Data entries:
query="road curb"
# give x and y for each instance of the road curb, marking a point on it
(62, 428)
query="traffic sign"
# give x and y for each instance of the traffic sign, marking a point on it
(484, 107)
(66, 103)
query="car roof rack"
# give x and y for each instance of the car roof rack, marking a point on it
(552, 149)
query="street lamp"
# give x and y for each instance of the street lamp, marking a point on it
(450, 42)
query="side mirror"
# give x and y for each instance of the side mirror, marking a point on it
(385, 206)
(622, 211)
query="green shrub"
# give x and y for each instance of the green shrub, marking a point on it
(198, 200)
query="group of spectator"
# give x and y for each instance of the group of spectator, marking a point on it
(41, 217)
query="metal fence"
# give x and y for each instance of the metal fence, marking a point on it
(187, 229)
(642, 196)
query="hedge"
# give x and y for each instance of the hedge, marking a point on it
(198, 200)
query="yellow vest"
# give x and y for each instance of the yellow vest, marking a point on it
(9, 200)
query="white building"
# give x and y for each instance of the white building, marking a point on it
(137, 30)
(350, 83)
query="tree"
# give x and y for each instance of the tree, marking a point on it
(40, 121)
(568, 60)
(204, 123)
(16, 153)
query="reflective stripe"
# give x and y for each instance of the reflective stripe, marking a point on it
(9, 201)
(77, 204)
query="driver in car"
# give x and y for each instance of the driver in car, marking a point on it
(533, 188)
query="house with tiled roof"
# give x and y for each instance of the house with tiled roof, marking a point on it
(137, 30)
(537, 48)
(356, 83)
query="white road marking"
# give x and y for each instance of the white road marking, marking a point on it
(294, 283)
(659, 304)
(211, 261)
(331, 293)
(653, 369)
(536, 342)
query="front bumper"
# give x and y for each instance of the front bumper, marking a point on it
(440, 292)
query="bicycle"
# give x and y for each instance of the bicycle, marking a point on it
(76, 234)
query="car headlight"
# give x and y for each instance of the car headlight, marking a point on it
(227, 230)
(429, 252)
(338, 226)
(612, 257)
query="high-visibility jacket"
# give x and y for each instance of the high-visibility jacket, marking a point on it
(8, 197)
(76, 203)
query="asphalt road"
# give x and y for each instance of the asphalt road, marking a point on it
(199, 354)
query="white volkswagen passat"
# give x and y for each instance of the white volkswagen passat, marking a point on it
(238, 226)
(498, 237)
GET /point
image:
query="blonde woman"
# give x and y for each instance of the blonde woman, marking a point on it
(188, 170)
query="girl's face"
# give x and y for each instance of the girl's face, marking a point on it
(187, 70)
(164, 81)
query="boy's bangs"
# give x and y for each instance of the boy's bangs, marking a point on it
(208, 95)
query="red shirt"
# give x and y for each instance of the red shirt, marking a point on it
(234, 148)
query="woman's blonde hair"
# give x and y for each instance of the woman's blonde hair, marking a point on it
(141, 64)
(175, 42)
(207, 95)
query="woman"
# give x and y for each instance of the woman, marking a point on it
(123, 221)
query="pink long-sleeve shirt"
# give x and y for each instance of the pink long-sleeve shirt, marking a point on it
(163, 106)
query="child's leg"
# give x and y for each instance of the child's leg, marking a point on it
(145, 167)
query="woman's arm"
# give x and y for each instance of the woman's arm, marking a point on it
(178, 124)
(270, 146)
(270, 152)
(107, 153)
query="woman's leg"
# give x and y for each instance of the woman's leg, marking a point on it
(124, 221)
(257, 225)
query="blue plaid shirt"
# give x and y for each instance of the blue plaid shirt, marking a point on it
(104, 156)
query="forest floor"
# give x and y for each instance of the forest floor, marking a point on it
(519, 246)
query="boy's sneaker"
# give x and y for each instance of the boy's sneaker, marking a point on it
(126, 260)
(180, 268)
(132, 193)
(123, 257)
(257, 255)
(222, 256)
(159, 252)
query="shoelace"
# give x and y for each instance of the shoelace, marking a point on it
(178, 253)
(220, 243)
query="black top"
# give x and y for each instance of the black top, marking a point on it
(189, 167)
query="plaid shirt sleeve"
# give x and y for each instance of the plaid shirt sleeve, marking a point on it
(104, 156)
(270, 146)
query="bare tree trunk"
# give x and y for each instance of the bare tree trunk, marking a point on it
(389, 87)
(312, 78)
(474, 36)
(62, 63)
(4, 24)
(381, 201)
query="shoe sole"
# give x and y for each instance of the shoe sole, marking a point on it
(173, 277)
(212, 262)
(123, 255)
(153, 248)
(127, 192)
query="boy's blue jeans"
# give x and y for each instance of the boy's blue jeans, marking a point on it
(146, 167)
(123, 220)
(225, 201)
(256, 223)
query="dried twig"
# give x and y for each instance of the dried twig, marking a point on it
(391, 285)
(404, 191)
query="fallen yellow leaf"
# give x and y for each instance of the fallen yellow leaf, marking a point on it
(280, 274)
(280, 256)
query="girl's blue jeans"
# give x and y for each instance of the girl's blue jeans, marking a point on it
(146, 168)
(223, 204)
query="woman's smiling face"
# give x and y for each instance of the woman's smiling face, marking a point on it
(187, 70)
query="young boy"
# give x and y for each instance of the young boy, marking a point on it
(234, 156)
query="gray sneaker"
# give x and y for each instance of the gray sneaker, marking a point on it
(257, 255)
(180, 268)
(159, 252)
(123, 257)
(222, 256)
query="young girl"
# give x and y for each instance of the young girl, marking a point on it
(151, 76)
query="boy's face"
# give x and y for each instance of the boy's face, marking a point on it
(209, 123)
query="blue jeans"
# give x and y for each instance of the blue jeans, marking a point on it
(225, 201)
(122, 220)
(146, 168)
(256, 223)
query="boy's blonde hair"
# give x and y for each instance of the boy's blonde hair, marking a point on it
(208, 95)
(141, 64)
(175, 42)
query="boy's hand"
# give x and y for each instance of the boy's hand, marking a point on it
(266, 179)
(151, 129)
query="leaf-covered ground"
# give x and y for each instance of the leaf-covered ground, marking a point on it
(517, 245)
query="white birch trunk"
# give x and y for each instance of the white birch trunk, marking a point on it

Given task: Return every line in the data entries above that contains the word "driver".

Response for this exercise:
query="driver in car"
# give x and y for each instance of the driver in car, marking a point on it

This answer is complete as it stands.